*Provided passage*
__________________________________________________

# hcl and bleach



## rkbassin (Feb 22, 2011)

hey folks new question can i use 50% hcl and 50% bleach and boil to make it desolve gold. after its desolved can it be recovered by the copperas method thanks


----------



## lazersteve (Feb 22, 2011)

If you mix more than a few milliliters of equal portions of 32% HCl (muriatic acid) and 5% sodium hypochlorite (bleach), you are going to make one hell of a large cloud of chlorine gas. Boiling the mixture will only expand the cloud. Chlorine is the active ingredient in dissolving the gold in the HCl-Cl reaction. Chlorine is least soluble in hot solutions and is quickly forced out of the solution into the air at elevated temperatures.

The methods to dissolve gold using muriatic acid and bleach have been discussed at length including proper safety and mixing techniques.

Here's one of many such posts:

Using HCl-Cl to Dissolve Gold

The use of ferrous sulfate (copperas) as a precipitant for gold has also been discussed at length. It needs to be fresh to work properly.

Harolds Post on Using Copperas

I hope this gets you pointed in the right direction.

Steve


----------



## rkbassin (Feb 22, 2011)

i keep saying boiling im realing meaning evaporation my bad


----------

__________________________________________________

*Required task 1*
In the forum thread about HCl and bleach, list each chemical that appears with a common name in parentheses, and give that common name.
The forum thread above and the records that come next have nothing to do with each other.

__________________________________________________

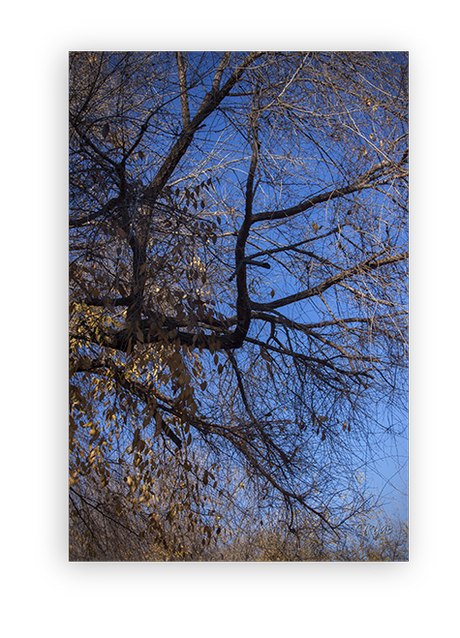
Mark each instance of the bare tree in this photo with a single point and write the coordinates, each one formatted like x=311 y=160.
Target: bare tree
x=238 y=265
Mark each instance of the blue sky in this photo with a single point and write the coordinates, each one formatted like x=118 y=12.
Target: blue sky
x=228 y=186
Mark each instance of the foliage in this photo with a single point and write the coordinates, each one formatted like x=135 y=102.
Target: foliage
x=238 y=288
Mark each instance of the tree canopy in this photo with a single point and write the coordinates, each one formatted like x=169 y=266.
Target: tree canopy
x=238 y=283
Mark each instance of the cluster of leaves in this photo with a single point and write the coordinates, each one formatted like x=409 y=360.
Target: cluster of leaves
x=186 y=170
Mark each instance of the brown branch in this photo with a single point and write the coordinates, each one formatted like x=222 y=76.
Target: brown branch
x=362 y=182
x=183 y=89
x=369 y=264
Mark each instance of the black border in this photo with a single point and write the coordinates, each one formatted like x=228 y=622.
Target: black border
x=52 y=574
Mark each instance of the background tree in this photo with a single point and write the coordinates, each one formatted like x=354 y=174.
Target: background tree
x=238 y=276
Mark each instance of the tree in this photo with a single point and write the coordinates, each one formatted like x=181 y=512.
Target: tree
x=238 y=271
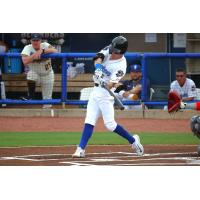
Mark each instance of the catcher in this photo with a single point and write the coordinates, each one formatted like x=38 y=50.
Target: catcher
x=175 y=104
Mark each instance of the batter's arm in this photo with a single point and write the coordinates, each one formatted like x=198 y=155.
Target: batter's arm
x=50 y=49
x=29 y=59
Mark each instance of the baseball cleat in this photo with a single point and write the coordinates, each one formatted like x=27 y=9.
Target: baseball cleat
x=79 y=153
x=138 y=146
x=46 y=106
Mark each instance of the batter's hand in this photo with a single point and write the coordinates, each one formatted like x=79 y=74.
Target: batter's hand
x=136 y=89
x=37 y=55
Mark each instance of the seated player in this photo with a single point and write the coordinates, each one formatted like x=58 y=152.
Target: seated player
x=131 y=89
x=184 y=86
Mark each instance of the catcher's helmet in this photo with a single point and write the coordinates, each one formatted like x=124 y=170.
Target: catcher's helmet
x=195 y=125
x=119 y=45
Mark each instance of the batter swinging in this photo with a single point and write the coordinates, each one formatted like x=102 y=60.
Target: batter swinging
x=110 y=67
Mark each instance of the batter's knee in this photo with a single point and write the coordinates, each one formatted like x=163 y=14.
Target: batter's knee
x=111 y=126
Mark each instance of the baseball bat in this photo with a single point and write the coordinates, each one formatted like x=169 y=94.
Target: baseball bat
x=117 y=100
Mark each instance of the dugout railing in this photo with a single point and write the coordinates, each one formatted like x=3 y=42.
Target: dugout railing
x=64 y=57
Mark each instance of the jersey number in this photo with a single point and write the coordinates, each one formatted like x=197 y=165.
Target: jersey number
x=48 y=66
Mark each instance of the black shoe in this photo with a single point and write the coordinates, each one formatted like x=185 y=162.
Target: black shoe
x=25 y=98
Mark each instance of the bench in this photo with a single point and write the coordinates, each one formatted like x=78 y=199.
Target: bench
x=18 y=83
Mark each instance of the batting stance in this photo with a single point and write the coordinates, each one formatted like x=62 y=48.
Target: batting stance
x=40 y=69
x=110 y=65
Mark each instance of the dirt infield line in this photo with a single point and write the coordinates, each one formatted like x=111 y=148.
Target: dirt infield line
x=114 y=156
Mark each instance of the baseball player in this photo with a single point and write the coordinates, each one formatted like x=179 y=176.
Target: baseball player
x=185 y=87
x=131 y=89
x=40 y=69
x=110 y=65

__________________________________________________

*Required task 2*
Reproduce the records from the line containing "Mark each instance of the bench" down to the end of the records.

*Correct answer 1*
HCl: muriatic acid
sodium hypochlorite: bleach
ferrous sulfate: copperas

*Correct answer 2*
Mark each instance of the bench in this photo with a single point and write the coordinates, each one formatted like x=78 y=199.
Target: bench
x=18 y=83
Mark each instance of the batting stance in this photo with a single point and write the coordinates, each one formatted like x=62 y=48.
Target: batting stance
x=40 y=69
x=110 y=65
Mark each instance of the dirt infield line in this photo with a single point and write the coordinates, each one formatted like x=111 y=148.
Target: dirt infield line
x=114 y=156
Mark each instance of the baseball player in this photo with a single point and write the coordinates, each one formatted like x=179 y=176.
Target: baseball player
x=185 y=87
x=131 y=89
x=40 y=69
x=110 y=65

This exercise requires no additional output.